• Records provided:
--
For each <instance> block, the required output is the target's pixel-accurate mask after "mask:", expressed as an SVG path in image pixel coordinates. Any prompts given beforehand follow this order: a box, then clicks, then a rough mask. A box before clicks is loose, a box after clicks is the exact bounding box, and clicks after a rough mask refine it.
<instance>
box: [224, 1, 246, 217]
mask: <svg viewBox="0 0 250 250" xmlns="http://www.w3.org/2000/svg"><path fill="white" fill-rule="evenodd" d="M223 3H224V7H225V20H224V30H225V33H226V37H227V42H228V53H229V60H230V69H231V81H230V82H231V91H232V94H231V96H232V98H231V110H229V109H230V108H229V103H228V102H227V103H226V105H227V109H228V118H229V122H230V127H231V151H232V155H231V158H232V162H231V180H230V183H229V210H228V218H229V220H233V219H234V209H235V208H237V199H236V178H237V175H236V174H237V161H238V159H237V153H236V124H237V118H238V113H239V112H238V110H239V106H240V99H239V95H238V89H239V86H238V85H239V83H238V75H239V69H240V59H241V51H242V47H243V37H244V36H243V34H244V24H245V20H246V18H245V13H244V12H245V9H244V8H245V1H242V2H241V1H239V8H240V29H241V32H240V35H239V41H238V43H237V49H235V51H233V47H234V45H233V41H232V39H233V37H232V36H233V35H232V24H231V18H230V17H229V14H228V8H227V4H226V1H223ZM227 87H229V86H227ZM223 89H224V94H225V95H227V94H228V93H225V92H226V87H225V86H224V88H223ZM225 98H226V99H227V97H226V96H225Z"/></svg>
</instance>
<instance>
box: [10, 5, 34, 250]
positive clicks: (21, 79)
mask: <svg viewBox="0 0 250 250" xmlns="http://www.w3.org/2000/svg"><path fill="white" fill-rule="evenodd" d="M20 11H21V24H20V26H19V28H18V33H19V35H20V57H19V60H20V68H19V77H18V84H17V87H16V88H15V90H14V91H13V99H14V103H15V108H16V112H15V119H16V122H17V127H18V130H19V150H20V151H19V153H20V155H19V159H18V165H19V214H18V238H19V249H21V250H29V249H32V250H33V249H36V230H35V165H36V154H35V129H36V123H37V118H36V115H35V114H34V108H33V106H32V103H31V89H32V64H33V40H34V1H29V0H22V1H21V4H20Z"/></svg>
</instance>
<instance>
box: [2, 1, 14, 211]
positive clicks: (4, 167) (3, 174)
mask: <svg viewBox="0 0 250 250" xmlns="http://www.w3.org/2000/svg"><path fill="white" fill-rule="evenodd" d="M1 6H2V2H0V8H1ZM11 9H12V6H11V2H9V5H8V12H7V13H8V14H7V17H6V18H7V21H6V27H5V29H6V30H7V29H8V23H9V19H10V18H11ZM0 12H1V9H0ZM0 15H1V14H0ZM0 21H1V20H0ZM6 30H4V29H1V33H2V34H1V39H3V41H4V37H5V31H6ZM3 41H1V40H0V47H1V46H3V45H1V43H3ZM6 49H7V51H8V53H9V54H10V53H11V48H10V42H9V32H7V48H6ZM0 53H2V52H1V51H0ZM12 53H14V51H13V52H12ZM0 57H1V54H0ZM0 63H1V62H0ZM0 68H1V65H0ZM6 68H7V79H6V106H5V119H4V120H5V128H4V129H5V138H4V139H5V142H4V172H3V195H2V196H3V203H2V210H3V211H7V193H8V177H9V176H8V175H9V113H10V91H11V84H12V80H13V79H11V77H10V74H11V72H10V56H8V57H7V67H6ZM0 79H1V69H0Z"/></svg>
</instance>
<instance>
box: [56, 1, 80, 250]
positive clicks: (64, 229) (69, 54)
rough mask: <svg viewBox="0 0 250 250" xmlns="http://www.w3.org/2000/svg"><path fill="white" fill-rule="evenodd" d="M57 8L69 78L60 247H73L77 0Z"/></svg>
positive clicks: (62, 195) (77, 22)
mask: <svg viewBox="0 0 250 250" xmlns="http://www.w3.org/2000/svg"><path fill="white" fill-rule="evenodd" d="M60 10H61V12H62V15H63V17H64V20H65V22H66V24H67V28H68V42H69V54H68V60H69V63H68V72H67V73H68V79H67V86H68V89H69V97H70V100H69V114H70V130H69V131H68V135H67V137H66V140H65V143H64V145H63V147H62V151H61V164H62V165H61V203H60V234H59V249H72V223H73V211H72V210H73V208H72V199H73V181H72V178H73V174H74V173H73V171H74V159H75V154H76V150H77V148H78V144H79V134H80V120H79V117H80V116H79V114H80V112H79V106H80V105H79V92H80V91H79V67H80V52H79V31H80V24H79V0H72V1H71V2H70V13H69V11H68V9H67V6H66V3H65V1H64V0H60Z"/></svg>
--
• Task instructions: Pull every line containing the word "rough" out of the entries above.

• Output for this exercise:
For each <instance> block, the required output is the target's pixel-accurate mask after "mask:", expressed as an SVG path in image pixel coordinates. Any prompts given beforehand follow this order: a box, then clicks, then a rough mask. A box before clicks is loose, a box after clicks is the exact bounding box, and clicks after a rough mask refine it.
rough mask: <svg viewBox="0 0 250 250" xmlns="http://www.w3.org/2000/svg"><path fill="white" fill-rule="evenodd" d="M57 8L69 78L60 247H73L77 0Z"/></svg>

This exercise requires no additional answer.